▶ _OPDRACHT_
Tot welk bedrag heeft de heffingsambtenaar volgens de uitspraak van het Gerechtshof Amsterdam hieronder de vastgestelde waarde van de woning na het bezwaar verminderd?

▶ _TEKSTGEDEELTE_
Home

Gerechtshof Amsterdam, 05-08-2021, ECLI:NL:GHAMS:2021:2268, 20/00488

Gerechtshof Amsterdam, 05-08-2021, ECLI:NL:GHAMS:2021:2268, 20/00488

Gegevens

Instantie
Gerechtshof Amsterdam
Datum uitspraak
5 augustus 2021
Datum publicatie
6 september 2021
ECLI
ECLI:NL:GHAMS:2021:2268
Zaaknummer
20/00488

Inhoudsindicatie

WOZ. Compromis.

Uitspraak

kenmerk 20/00488

5 augustus 2021

uitspraak van de derde meervoudige belastingkamer

op het hoger beroep van

[X] , wonende te [woonplaats] , belanghebbende,

(gemachtigde: mr. J.P. Zanders)

tegen de uitspraak van 22 juli 2020 in de zaak met kenmerk AMS 20/2843 van de rechtbank Amsterdam (hierna: de rechtbank) in het geding tussen

belanghebbende

en

de heffingsambtenaar van de gemeente [plaats X], de heffingsambtenaar.

1 Ontstaan en loop van het geding

1.1

De heffingsambtenaar heeft met dagtekening 22 januari 2019 aan belanghebbende op de voet van artikel 28 van de Wet waardering onroerende zaken (Wet WOZ) een beschikking als bedoeld in artikel 22 Wet WOZ gegeven waarin de waarde van de onroerende zaak aan [adres] te [plaats X] (hierna: de woning) naar de waardepeildatum 1 januari 2016 voor het kalenderjaar 2017 is vastgesteld op € 600.000.

1.2.

Na daartegen door belanghebbende gemaakt bezwaar heeft de heffingsambtenaar bij uitspraak op bezwaar van 14 april 2020 de vastgestelde waarde verminderd tot € 565.000.

1.3.

Belanghebbende heeft tegen voormelde uitspraak op bezwaar beroep ingesteld. De rechtbank heeft dit beroep in haar uitspraak van 22 juli 2020 ongegrond verklaard.

1.4.

Belanghebbende heeft (per fax) op 31 augustus 2020 tegen de uitspraak van de rechtbank hoger beroep ingesteld bij het Hof, aangevuld bij brief van 2 december 2020. De heffingsambtenaar heeft een verweerschrift ingediend.

1.5.

Het onderzoek ter zitting heeft plaatsgevonden op 4 augustus 2021.

2 Geschil in hoger beroep

Evenals bij de rechtbank is in hoger beroep in geschil of de heffingsambtenaar aannemelijk heeft gemaakt dat de door hem op € 565.000 nader vastgestelde waarde niet te hoog is.

▶ _DATASETFRAGMENT_
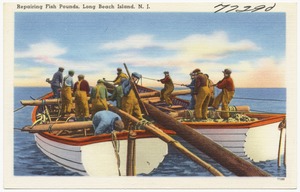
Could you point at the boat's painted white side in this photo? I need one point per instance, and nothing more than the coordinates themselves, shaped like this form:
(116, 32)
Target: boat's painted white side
(231, 139)
(257, 144)
(100, 158)
(64, 155)
(262, 143)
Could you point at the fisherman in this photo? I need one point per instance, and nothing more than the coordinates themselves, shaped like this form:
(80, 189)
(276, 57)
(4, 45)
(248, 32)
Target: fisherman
(66, 93)
(56, 82)
(118, 94)
(81, 90)
(212, 90)
(99, 97)
(107, 122)
(120, 76)
(192, 87)
(226, 95)
(165, 93)
(130, 103)
(201, 94)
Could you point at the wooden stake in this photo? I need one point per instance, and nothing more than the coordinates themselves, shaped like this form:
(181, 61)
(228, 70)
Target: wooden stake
(131, 155)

▶ _JOUW ANTWOORD_
Tot € 565.000.